---- SOURCE TEXT
To determine whether anti-CD33 CAR T cells are also effective in treating established AML, we injected Molm-13-luc cells intravenously into NSG mice. By day 4, bioluminescence imaging showed substantial tumor burden in all mice (Figure 5A). The mice were then treated with 10×10⁶ anti-CD33 CAR T cells, vector-transduced T cells, or saline, and imaged weekly. Mice treated with saline or vector-transduced T cells displayed rapid leukemic progression. This was, however, significantly delayed in mice receiving anti-CD33 CAR T cells. Treatment led to markedly diminished tumor burden on imaging and extended median survival from 19 days in the control groups to 29.5 days in the anti-CD33 CAR T-cell-treated group (P<0.0001) (Figure 5B,C). This indicates that anti-CD33 CAR-modified T cells are therapeutically effective.
--------
■ **TASKS TO PERFORM**
1. Copy the passage on anti-CD33 CAR T cells in mice, starting with "To determine whether" and going on through "are therapeutically effective.".
2. Summarize the passage on anti-CD33 CAR T cells in mice in two sentences.
3. Continue the passage on anti-CD33 CAR T cells in mice with established leukemia, starting after its last sentence.
---- DATA
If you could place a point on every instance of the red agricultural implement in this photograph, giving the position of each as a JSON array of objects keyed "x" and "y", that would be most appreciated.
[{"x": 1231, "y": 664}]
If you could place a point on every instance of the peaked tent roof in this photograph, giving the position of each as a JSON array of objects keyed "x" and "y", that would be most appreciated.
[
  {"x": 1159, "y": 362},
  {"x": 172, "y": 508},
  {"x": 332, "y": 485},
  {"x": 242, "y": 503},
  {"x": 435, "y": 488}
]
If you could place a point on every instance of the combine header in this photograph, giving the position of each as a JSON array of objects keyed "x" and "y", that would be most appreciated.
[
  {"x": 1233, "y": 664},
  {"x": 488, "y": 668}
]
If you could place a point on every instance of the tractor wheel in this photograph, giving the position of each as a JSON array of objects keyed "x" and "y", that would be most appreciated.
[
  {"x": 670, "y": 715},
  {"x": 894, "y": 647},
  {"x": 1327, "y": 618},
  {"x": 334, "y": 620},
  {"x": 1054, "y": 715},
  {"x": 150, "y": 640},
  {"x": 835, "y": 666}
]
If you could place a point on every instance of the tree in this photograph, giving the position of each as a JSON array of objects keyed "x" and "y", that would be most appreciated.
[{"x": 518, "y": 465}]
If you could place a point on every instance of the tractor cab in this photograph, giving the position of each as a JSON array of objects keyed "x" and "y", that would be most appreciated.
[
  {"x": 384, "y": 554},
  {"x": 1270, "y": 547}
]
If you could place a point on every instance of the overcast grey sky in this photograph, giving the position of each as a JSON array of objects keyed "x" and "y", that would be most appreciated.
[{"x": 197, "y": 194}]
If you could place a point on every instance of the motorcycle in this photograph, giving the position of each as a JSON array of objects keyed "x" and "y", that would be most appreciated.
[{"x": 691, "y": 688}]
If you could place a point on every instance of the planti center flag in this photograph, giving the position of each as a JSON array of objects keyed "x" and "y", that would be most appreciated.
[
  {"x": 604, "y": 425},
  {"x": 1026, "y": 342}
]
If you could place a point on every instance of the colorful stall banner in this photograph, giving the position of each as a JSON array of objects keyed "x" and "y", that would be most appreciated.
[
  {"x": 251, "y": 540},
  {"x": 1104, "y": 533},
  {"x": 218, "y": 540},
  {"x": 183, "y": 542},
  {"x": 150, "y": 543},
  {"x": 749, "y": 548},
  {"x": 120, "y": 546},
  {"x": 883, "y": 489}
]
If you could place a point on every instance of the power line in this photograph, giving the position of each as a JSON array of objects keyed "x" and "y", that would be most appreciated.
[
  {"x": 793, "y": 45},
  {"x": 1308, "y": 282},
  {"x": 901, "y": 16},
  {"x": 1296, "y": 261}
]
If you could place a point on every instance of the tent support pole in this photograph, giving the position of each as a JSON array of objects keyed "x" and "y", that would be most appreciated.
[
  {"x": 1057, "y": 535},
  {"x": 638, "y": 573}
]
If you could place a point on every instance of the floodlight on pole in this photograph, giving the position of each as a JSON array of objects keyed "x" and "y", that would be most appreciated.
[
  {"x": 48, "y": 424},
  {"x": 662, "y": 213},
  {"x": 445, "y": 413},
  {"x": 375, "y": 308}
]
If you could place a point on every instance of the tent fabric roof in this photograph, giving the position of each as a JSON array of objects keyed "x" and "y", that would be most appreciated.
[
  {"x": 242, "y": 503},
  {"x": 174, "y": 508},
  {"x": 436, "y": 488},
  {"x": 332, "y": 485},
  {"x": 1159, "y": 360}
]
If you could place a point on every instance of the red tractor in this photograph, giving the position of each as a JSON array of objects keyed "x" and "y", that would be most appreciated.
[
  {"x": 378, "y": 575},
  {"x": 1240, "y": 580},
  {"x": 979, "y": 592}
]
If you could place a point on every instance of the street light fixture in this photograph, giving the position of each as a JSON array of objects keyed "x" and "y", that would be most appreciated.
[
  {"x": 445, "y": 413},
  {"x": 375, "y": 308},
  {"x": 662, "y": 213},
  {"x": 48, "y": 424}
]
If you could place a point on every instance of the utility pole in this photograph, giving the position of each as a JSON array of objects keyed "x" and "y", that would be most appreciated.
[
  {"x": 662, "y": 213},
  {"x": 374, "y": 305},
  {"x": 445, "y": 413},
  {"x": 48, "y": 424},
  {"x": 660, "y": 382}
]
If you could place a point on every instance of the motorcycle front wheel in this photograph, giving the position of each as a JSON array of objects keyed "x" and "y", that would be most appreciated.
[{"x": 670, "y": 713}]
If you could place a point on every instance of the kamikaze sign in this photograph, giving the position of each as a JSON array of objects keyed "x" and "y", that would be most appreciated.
--------
■ **ANSWERS BY ITEM**
1.
To determine whether anti-CD33 CAR T cells are also effective in treating established AML, we injected Molm-13-luc cells intravenously into NSG mice. By day 4, bioluminescence imaging showed substantial tumor burden in all mice (Figure 5A). The mice were then treated with 10×10⁶ anti-CD33 CAR T cells, vector-transduced T cells, or saline, and imaged weekly. Mice treated with saline or vector-transduced T cells displayed rapid leukemic progression. This was, however, significantly delayed in mice receiving anti-CD33 CAR T cells. Treatment led to markedly diminished tumor burden on imaging and extended median survival from 19 days in the control groups to 29.5 days in the anti-CD33 CAR T-cell-treated group (P<0.0001) (Figure 5B,C). This indicates that anti-CD33 CAR-modified T cells are therapeutically effective.

2. NSG mice injected intravenously with Molm-13-luc cells had substantial tumor burden by day 4 and were then treated with anti-CD33 CAR T cells, vector-transduced T cells, or saline. Leukemia progressed rapidly in the saline and vector-transduced groups, while anti-CD33 CAR T cells markedly diminished tumor burden and extended median survival from 19 to 29.5 days (P<0.0001).

3.
Figure 5. — Anti-CD33 CAR-modified T cells exhibit anti-leukemic effects in an AML treatment model. On day 0, NSG mice were inoculated intravenously with 1×10⁶ Molm-13-luc cells. Four days later, at which time substantial tumor burden was evident by bioluminescence imaging, 10×10⁶ anti-CD33 CAR T cells, vector-transduced T cells, or saline was administered. (A) Images of mice from one experiment are shown. (B) Kaplan-Meier analysis of each treatment group. (C) Bioluminescent signal intensities are plotted. Data (B, C) are pooled from two experiments and (C) mean values from each group ± 1 SD are shown. ***P<0.001.

In order to assess for anti-CD33 CAR T-cell-specific toxicity, peripheral blood complete blood counts and necropsies were performed on cohorts of tumor-free mice treated with saline, vector-transduced T cells, or anti-CD33 CAR T cells. There were no differences noted in blood counts or organ histology (liver, spleen, bone, bone marrow) between the groups (data not shown).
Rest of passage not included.